ACTIVITY :: Whenever an image turns up, omit it and return the remaining data exactly.

Photo-based referring expression data ::

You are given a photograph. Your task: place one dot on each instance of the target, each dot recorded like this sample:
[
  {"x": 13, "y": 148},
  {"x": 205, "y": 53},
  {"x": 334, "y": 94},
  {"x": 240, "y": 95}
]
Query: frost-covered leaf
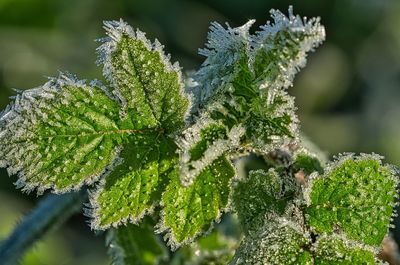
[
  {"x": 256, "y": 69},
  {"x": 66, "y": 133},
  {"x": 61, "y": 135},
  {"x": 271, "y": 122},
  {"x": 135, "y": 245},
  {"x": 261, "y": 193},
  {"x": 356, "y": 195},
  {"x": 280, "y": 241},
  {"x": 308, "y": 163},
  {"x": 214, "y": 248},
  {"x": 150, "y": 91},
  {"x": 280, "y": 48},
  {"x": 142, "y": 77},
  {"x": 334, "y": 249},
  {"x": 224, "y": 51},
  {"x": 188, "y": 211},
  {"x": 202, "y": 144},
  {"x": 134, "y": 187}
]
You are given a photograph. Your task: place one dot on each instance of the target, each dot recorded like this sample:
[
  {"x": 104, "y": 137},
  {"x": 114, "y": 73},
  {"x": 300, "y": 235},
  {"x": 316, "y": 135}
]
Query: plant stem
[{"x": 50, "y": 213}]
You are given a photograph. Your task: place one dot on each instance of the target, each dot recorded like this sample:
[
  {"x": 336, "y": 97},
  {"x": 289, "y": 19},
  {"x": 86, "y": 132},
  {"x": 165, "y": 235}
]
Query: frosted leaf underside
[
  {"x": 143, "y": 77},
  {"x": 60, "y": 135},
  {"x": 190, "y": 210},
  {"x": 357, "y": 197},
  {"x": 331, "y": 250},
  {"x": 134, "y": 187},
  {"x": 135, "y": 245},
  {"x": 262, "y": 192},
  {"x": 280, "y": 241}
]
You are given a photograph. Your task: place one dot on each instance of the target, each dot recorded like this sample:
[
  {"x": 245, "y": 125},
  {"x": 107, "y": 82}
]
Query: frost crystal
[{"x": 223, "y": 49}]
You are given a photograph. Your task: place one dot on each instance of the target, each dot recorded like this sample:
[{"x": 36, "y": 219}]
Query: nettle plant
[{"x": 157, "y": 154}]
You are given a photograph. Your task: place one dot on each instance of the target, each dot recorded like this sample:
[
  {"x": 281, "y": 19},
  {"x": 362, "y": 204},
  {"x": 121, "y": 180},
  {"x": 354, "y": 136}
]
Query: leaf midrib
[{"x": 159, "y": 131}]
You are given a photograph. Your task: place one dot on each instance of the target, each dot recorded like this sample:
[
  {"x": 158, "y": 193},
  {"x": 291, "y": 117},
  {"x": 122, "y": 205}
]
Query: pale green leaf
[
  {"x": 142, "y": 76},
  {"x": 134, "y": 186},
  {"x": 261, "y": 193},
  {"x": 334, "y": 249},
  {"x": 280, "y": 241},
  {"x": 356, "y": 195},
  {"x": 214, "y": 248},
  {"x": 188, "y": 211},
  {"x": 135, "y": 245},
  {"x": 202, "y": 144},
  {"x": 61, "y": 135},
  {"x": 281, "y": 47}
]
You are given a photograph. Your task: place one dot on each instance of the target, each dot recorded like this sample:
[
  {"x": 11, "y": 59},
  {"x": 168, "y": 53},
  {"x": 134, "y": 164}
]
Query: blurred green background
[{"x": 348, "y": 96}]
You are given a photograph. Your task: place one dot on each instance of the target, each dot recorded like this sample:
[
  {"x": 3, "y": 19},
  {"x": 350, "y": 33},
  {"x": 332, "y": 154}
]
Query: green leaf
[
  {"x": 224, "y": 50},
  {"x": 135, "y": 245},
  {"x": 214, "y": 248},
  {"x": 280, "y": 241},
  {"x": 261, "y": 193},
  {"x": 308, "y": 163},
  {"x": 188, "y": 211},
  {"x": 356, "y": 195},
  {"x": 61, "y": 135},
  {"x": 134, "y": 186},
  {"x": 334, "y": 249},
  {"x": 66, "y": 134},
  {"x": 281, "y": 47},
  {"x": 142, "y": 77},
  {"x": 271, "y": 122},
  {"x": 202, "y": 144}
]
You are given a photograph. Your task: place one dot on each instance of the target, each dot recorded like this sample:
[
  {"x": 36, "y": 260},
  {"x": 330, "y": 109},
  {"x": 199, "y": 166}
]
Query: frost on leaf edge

RESULT ::
You are given a photograph. Your task: place one dot on each instance of the target, each dot recorded like this sample:
[
  {"x": 13, "y": 148},
  {"x": 205, "y": 53},
  {"x": 334, "y": 94},
  {"x": 240, "y": 95}
]
Query: frost-covered leaf
[
  {"x": 256, "y": 69},
  {"x": 66, "y": 133},
  {"x": 61, "y": 135},
  {"x": 271, "y": 122},
  {"x": 135, "y": 245},
  {"x": 261, "y": 193},
  {"x": 356, "y": 195},
  {"x": 280, "y": 241},
  {"x": 308, "y": 163},
  {"x": 214, "y": 248},
  {"x": 150, "y": 91},
  {"x": 280, "y": 48},
  {"x": 142, "y": 77},
  {"x": 334, "y": 249},
  {"x": 224, "y": 51},
  {"x": 188, "y": 211},
  {"x": 202, "y": 144},
  {"x": 134, "y": 187}
]
You are given a photograph. Your task: place one dot on each instance of the target, each dot recorded like this sample:
[
  {"x": 104, "y": 137},
  {"x": 114, "y": 73},
  {"x": 300, "y": 235},
  {"x": 316, "y": 135}
]
Query: plant stem
[{"x": 50, "y": 213}]
You are given a photograph. Your task: place one dot on each instance of the target, each dot recorded like this sample:
[
  {"x": 336, "y": 97},
  {"x": 289, "y": 19},
  {"x": 86, "y": 132},
  {"x": 165, "y": 235}
]
Query: frosted leaf underside
[
  {"x": 143, "y": 77},
  {"x": 60, "y": 135},
  {"x": 190, "y": 210},
  {"x": 357, "y": 197},
  {"x": 331, "y": 250},
  {"x": 134, "y": 187},
  {"x": 135, "y": 245},
  {"x": 262, "y": 192},
  {"x": 280, "y": 241}
]
You are given a photograph. Your task: place one dot on each instance of the target, each dot recorded like this sample:
[
  {"x": 245, "y": 125},
  {"x": 107, "y": 82}
]
Query: frost crystal
[{"x": 223, "y": 49}]
You are given a photograph. Your task: place one dot on each instance of the target, each dot recorded like this sample:
[{"x": 36, "y": 219}]
Query: nettle plant
[{"x": 157, "y": 154}]
You are given a photograph. Your task: place one dot on each instance of the target, each dot recorded like this sample:
[
  {"x": 281, "y": 19},
  {"x": 362, "y": 204},
  {"x": 121, "y": 180},
  {"x": 354, "y": 136}
]
Query: leaf midrib
[{"x": 159, "y": 131}]
You are given a photograph. Your task: place one dot on each instance of the target, each dot recorded like this sample:
[
  {"x": 158, "y": 193},
  {"x": 291, "y": 117},
  {"x": 122, "y": 205}
]
Query: pale green leaf
[
  {"x": 142, "y": 76},
  {"x": 134, "y": 186},
  {"x": 261, "y": 193},
  {"x": 334, "y": 249},
  {"x": 280, "y": 241},
  {"x": 356, "y": 195},
  {"x": 214, "y": 248},
  {"x": 188, "y": 211},
  {"x": 135, "y": 245},
  {"x": 202, "y": 144},
  {"x": 61, "y": 135},
  {"x": 281, "y": 47}
]
You are given a photograph. Your task: place one dot on each instance of the target, each dot recorded like this sample:
[
  {"x": 11, "y": 59},
  {"x": 168, "y": 53},
  {"x": 134, "y": 164}
]
Query: blurred green background
[{"x": 348, "y": 96}]
You are given a photograph. Your task: place one dot on each instance of the target, each dot recorded like this sample:
[
  {"x": 3, "y": 19},
  {"x": 350, "y": 33},
  {"x": 332, "y": 154}
]
Query: green leaf
[
  {"x": 224, "y": 50},
  {"x": 135, "y": 245},
  {"x": 214, "y": 248},
  {"x": 280, "y": 241},
  {"x": 261, "y": 193},
  {"x": 308, "y": 163},
  {"x": 188, "y": 211},
  {"x": 356, "y": 195},
  {"x": 61, "y": 135},
  {"x": 134, "y": 186},
  {"x": 334, "y": 249},
  {"x": 66, "y": 134},
  {"x": 281, "y": 47},
  {"x": 142, "y": 77},
  {"x": 271, "y": 122},
  {"x": 202, "y": 144}
]
You are given a photograph. Your task: place one dot on each instance of the target, each dot recorded like this sample:
[
  {"x": 36, "y": 260},
  {"x": 330, "y": 109},
  {"x": 199, "y": 166}
]
Query: frost on leaf edge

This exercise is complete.